◆ How to complete this task: Every record below must be copied exactly, with images dropped.

:: Data supplied

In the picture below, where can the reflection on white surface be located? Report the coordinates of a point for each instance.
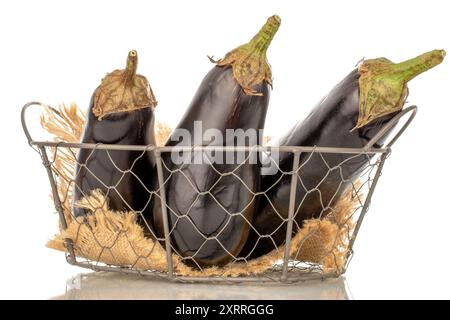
(104, 285)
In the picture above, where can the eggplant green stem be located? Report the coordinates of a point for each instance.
(409, 69)
(131, 68)
(383, 84)
(123, 91)
(249, 61)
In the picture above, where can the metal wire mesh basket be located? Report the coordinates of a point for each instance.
(292, 260)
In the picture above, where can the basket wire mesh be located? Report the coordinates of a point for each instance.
(288, 269)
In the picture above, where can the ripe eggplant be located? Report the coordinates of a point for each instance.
(349, 116)
(209, 209)
(120, 112)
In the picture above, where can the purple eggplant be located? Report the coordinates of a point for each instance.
(210, 206)
(348, 117)
(120, 112)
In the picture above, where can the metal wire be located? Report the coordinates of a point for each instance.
(292, 267)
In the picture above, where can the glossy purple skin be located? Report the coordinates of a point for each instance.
(219, 103)
(328, 125)
(103, 171)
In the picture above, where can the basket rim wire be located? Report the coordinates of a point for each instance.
(283, 274)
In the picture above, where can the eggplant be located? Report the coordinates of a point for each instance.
(348, 117)
(120, 113)
(210, 206)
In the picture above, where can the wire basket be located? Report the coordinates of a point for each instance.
(291, 261)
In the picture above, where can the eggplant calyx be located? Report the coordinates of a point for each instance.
(123, 91)
(249, 61)
(383, 84)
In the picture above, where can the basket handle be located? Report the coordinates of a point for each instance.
(23, 121)
(411, 109)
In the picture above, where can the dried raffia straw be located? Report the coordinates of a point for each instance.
(66, 125)
(116, 238)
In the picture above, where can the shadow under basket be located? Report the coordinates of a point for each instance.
(314, 248)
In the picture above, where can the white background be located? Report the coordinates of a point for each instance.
(54, 51)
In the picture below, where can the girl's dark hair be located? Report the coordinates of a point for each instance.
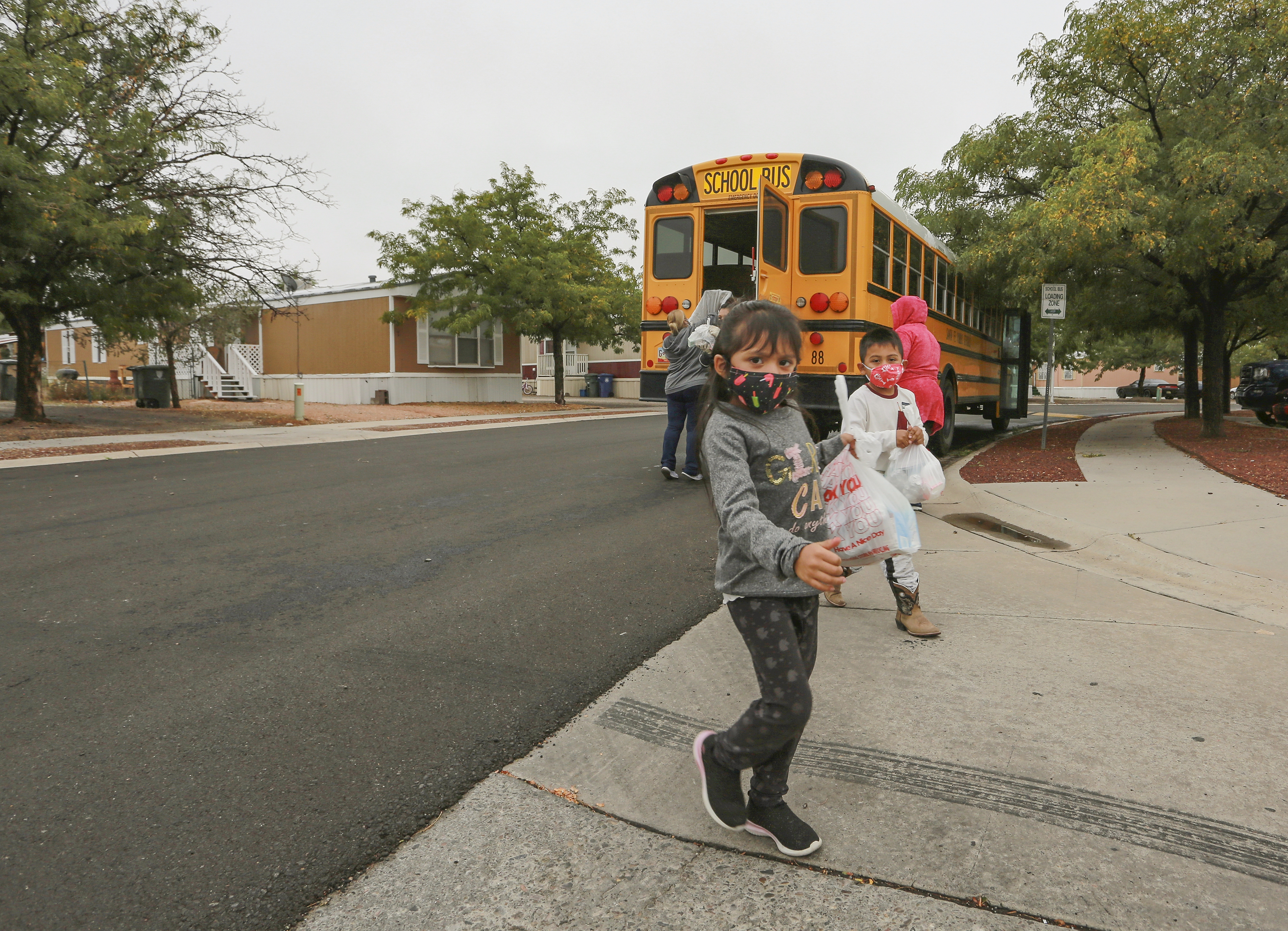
(750, 324)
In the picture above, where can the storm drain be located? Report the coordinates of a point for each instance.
(984, 523)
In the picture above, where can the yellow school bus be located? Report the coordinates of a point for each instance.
(809, 232)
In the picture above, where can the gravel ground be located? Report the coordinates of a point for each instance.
(1254, 455)
(1021, 458)
(38, 453)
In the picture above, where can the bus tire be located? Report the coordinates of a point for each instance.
(943, 440)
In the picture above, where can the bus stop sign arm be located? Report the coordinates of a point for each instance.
(1053, 311)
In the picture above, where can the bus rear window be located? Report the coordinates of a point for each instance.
(823, 240)
(673, 248)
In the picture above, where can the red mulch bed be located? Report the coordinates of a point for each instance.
(1022, 459)
(1254, 455)
(42, 451)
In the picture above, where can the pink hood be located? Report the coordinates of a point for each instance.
(908, 311)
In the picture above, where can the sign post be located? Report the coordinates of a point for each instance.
(1053, 310)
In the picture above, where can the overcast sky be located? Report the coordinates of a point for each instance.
(392, 100)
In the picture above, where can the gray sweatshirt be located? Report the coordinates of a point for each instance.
(766, 483)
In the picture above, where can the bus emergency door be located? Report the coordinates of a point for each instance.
(1014, 391)
(773, 222)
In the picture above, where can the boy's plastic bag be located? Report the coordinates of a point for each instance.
(704, 337)
(916, 473)
(872, 519)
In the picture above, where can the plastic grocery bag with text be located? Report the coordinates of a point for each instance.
(872, 519)
(916, 473)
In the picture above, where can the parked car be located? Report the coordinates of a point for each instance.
(1259, 386)
(1136, 391)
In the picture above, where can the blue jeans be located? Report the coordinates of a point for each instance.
(682, 414)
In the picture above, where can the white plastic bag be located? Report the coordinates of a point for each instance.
(916, 473)
(872, 519)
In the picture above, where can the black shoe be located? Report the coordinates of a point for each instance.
(780, 823)
(722, 788)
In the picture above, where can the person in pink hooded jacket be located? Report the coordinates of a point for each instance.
(920, 360)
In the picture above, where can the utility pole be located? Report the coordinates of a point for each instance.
(1053, 311)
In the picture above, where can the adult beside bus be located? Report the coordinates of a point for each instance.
(920, 360)
(684, 379)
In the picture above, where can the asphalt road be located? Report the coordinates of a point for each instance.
(232, 680)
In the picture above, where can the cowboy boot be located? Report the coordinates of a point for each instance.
(908, 616)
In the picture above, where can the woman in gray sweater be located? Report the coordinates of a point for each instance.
(684, 379)
(775, 557)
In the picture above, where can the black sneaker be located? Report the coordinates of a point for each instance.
(722, 788)
(780, 823)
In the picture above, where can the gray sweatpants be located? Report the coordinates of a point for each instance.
(782, 638)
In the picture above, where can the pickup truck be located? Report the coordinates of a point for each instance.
(1259, 386)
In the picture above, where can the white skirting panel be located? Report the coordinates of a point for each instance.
(404, 388)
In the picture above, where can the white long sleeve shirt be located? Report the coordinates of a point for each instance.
(874, 420)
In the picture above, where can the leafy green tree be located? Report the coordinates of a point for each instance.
(123, 170)
(1149, 174)
(548, 268)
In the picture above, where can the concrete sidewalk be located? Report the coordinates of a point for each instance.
(250, 438)
(1097, 739)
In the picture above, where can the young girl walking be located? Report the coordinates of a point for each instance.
(775, 557)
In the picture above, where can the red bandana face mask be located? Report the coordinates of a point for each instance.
(885, 377)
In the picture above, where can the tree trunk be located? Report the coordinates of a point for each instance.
(174, 380)
(1225, 382)
(1191, 369)
(27, 404)
(1214, 348)
(557, 348)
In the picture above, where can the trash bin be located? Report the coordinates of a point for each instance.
(151, 386)
(8, 379)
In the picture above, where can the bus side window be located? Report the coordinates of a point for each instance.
(673, 248)
(899, 277)
(880, 249)
(942, 289)
(823, 240)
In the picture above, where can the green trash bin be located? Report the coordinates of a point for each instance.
(151, 386)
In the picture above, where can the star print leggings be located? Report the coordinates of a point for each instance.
(782, 638)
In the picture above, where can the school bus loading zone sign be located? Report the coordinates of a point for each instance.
(742, 182)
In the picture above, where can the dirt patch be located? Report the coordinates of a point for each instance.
(1254, 455)
(1022, 459)
(43, 451)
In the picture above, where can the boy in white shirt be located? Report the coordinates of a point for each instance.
(884, 417)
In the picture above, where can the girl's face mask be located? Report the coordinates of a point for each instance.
(760, 392)
(885, 377)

::::

◆ Result below:
In the picture below, where can the reflection on white surface be located? Report the coordinates of a point for each instance.
(104, 285)
In the picture above, where can the eggplant green stem be located? Report the coordinates of a point for each instance.
(409, 69)
(131, 68)
(383, 84)
(123, 91)
(249, 61)
In the picture above, where can the metal wire mesh basket be located? Report the coordinates of a point for each instance.
(292, 260)
In the picture above, where can the basket wire mesh be located? Report the coordinates of a point for each instance.
(288, 269)
In the picture above, where can the ripe eggplant be located? Report the coordinates of a point for each instance.
(349, 116)
(209, 209)
(120, 112)
In the picture above, where can the purple eggplant be located? Report the coordinates of a point for each instance.
(210, 206)
(348, 117)
(120, 112)
In the picture above, where can the metal wire be located? Report the coordinates of a point for each instance.
(292, 267)
In the picture above, where can the glossy purple skin be located? Report the coordinates of a point for each instance.
(219, 103)
(328, 125)
(103, 171)
In the picture above, where can the basket rim wire be located? Report the coordinates of a point for each instance.
(283, 274)
In the picture above, where can the eggplant be located? Report the coordinates of a point for each instance.
(348, 117)
(120, 113)
(210, 206)
In the picture above, where can the wire basket be located? Report the coordinates of a point for each instance.
(291, 261)
In the picture above, where can the eggplant calyx be located? Report the coordinates of a point for each instance.
(123, 91)
(249, 61)
(383, 84)
In the picture above, where can the basket handle be located? Report the coordinates of a point for each instance.
(23, 121)
(411, 109)
In the picture above, where can the dried raffia straw be located? Report the coordinates of a point for each instance.
(66, 125)
(116, 238)
In the picture above, where can the shadow under basket be located? Report the coordinates of a point for each instance.
(314, 248)
In the picture above, where can the white background be located? Report the coordinates of a point for each instance.
(54, 51)
In the picture below, where can the girl's dark hair be located? Report the coordinates of a point for each instance.
(750, 324)
In the picture above, where can the storm drain be located? Report the coordinates of a point for each instance.
(984, 523)
In the picture above, where can the yellow school bus be located? Report the coordinates of a point for each instance.
(809, 232)
In the picture above, where can the gravel ground be located? Report the coordinates of a point for each instance.
(1254, 455)
(1021, 458)
(38, 453)
In the picture above, where can the bus tire be located? Report the coordinates of a point for each instance.
(943, 440)
In the picture above, where can the bus stop sign arm be located? Report the coordinates of a point for each instance.
(1053, 311)
In the picture above, where can the bus rear window be located? Report the coordinates of a point for each instance.
(823, 240)
(673, 248)
In the picture above, where can the red mulch bed be located? Report the coordinates of a point for each instance.
(1022, 459)
(1254, 455)
(42, 451)
In the picture above, where can the pink hood be located? Report the coordinates of a point for each instance.
(908, 311)
In the picture above, where can the sign post be located? Report the coordinates of a point for each instance.
(1053, 310)
In the picture above, where can the overcast sky be located? Report the coordinates of a point for each instance.
(392, 100)
In the picture above, where can the gray sweatshirt be located? Report the coordinates of a point for each instance.
(766, 483)
In the picture above, where can the bus emergency door be located? Report the coordinates of a point for each instance.
(1014, 391)
(773, 222)
In the picture above, where can the boy's plastic bag be located? Report the coordinates of a point for each instance.
(704, 337)
(916, 473)
(872, 519)
In the picture above, where can the plastic grocery bag with text be located? Report the coordinates of a point for each instance.
(872, 519)
(916, 473)
In the picture above, where can the parked car be located? Report the coordinates of a point for each instance.
(1259, 386)
(1136, 391)
In the picture above, where can the blue jeans be located? Report the coordinates of a point for each instance.
(682, 414)
In the picture above, where can the white plastic bag be located? Report the coordinates of a point for each instance.
(916, 473)
(872, 519)
In the picture above, where can the black shoe be located? Report the coordinates of a point for each instance.
(780, 823)
(722, 788)
In the picture above, where can the person in pink hooded jacket be located? Report the coordinates of a point for each instance.
(920, 360)
In the picture above, where can the utility pole be located? Report the coordinates of a point for each instance.
(1053, 311)
In the picture above, where can the adult beside bus be located? Report the coordinates of a point for each instance.
(920, 360)
(684, 379)
In the picture above, where can the asphalt road be located? Report the coordinates of a point for each instance.
(232, 680)
In the picture above, where can the cowboy boot be located? Report the coordinates of a point for each instance.
(908, 616)
In the picture above, where can the woman in gray sweater be located? Report the coordinates of a point for each instance.
(684, 379)
(775, 557)
In the picture above, where can the black sneaker be located? Report the coordinates of a point for each instance.
(722, 788)
(780, 823)
In the picture above, where can the gray sweatpants be located? Report the coordinates of a point for each instance.
(782, 638)
In the picture above, where can the pickup truck be located? Report the coordinates of a point for each instance.
(1259, 386)
In the picture above, where can the white skirting panel be located? Report the coordinates of a point for each instance.
(404, 388)
In the picture above, where can the white long sleeve shirt be located? Report the coordinates of a point for each instance.
(874, 420)
In the picture above, where can the leafy green tree be located? Report the coordinates of a point for each instance.
(123, 170)
(1149, 174)
(548, 268)
In the picture above, where can the concrete sidewalk be located? Report the coordinates of a point for each instance.
(250, 438)
(1097, 739)
In the picture above, where can the young girl walking be located? Report the coordinates of a point for each instance.
(775, 557)
In the picture above, where can the red bandana face mask be located? Report the coordinates of a point for each instance.
(885, 377)
In the picture above, where can the tree trunk be located? Report the coordinates of a point for each instance.
(174, 380)
(1225, 382)
(1191, 369)
(27, 404)
(1214, 348)
(557, 348)
In the picture above, where can the trash bin be located? Report the coordinates of a point for each instance.
(151, 386)
(8, 379)
In the picture above, where can the bus side window be located? Report the coordinates of a point for each instance.
(673, 248)
(899, 277)
(880, 249)
(942, 289)
(823, 240)
In the picture above, where can the green trash bin be located? Report the coordinates of a point for each instance.
(151, 386)
In the picture above, where can the star print leggings be located? Report the coordinates of a point for each instance.
(782, 638)
In the picture above, where can the school bus loading zone sign be located? Report the coordinates of a point for each instance.
(742, 182)
In the picture above, where can the dirt patch be located? Report the coordinates of a point for each instance.
(1254, 455)
(1022, 459)
(43, 451)
In the picture above, where can the boy in white shirt be located? Report the coordinates of a point for each instance.
(884, 417)
In the picture above, where can the girl's face mask be located? Report the coordinates of a point for each instance.
(760, 392)
(885, 377)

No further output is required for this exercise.